:: TEXTAUSZUG ::
Der Wesenstest testet ja nicht, ob der Hund "normal" reagiert - Agressionsverhalten gehört selbstverständlich zum normalen Hundeverhalten in provokanten Situationen - sondern ob er für eine spezielle Tätigkeit mit speziellen Anforderungen in Frage kommt.
Hundezähne in der papierdünnen Haut von Hochbetagten sind kein Spaß, da muß soweit möglich jedes Risiko ausgeschlossen werden.
Wenn der Hund im Einsatz knurrt und meint, durch Drohen seinen Wohlfühlabstand herstellen zu müssen, ist er sicher kein geigneter Hund für den Besuchsdienst. Er zeigt ja dadurch, daß er sich unter fremden Menschen, die mit ihm interagieren wollen, nicht wirklich wohl fühlt. Außerdem können die Besuchten häufig gar nicht "richtig" auf seine Warnung reagieren, weil sie sie nicht verstehen, Hochbetagte ebenso wie auf sonstige Weise eingeschränkte Menschen oder kleine Kinder.

:: ZU ERLEDIGEN ::
1. Entscheide, ob die Aussagen (a), (b) und (c) mit dem Textauszug über den Wesenstest übereinstimmen. Antworte jeweils mit Ja oder Nein und zitiere die entscheidenden Worte wörtlich.
(a) Der Wesenstest prüft, ob der Hund normal reagiert.
(b) Aggressionsverhalten gehört in provokanten Situationen zum normalen Hundeverhalten.
(c) Die Besuchten können häufig richtig auf die Warnung des Hundes reagieren.
2. Führe den Textauszug über den Wesenstest für Besuchshunde nach seinem letzten Satz weiter.

Zeilen aus einem Zeige-Datensatz:
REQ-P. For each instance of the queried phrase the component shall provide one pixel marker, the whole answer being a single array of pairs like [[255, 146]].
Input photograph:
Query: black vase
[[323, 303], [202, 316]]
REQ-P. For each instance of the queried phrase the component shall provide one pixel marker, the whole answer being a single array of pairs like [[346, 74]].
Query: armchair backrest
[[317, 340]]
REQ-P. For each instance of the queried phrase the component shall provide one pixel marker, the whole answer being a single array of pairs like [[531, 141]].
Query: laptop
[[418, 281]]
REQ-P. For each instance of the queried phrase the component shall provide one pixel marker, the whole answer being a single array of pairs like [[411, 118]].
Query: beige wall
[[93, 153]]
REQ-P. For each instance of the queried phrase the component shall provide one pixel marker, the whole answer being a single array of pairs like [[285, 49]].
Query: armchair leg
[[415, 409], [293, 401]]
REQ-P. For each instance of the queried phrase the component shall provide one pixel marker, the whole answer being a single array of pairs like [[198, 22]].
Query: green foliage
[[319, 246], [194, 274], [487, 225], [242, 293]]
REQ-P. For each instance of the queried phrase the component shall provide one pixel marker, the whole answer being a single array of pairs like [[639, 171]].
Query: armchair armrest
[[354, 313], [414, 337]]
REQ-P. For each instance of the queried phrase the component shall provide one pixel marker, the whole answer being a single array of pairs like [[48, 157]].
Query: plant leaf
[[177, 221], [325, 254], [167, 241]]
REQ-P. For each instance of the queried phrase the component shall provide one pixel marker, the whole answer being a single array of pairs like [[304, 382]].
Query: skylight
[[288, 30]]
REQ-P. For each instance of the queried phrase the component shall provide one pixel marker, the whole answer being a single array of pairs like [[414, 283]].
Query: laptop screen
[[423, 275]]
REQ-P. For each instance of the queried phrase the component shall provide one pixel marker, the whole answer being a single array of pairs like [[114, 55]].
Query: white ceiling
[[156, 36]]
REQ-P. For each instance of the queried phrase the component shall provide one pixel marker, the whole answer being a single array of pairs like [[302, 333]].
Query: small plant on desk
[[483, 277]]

:: GELÖSTE AUFGABEN ::
1.
(a) Nein: „Der Wesenstest testet ja nicht, ob der Hund "normal" reagiert“
(b) Ja: „Agressionsverhalten gehört selbstverständlich zum normalen Hundeverhalten in provokanten Situationen“
(c) Nein: „Außerdem können die Besuchten häufig gar nicht "richtig" auf seine Warnung reagieren“

2.
Es kam im Verlauf von Caras Lebenszeit vielleicht dreimal vor, daß sie meinen Neffen angeknurrt hat. Der Grund war jedesmal, daß er sie auf ihrem Schlafplatz nicht in Ruhe gelassen hat. Ich habe dann immer zügig eingegriffen und dafür gesorgt, daß Cara ihre Ruhe hatte.
Trotzdem würde er wohl aufgrund seines Temperaments nicht in ein Altersheim gelassen werden. 
Da bin ich gar nicht so sicher, vorausgesetzt, er rennt die alten Herrschaften nicht um.
Es muß nicht jeder Besuchshund das gleiche tun. Cara hielt zum Beispiel nicht ganz soviel vom Streicheln, dafür umso mehr von Wurf- Such- und Zerrspielen und natürlich von Leckerli, führte auch gerne Tricks vor. Entsprechend habe ich die Interaktionen gestaltet. Es gibt andere Besuchshunde, die lassen sich liebend gerne auf dem Bett oder Schoß durchkuscheln.
Einer meiner liebsten Besuchsdamen, eine körperlich sehr eingeschränkte, aber geistig wache ehemalige Chirurgein, hätte der Besuch deines Boxers sicher die allergrößten Herzchen in die Augen gezaubert. Ihr erster Hund war ein Boxer gewesen, mit dem sie auch im Hundesport aktiv war und von dem sie noch immer voller Begeisterung erzählt hat. Da habe ich immer ein bißchen bedauert, daß ich "nur" einen Pudel bieten konnte...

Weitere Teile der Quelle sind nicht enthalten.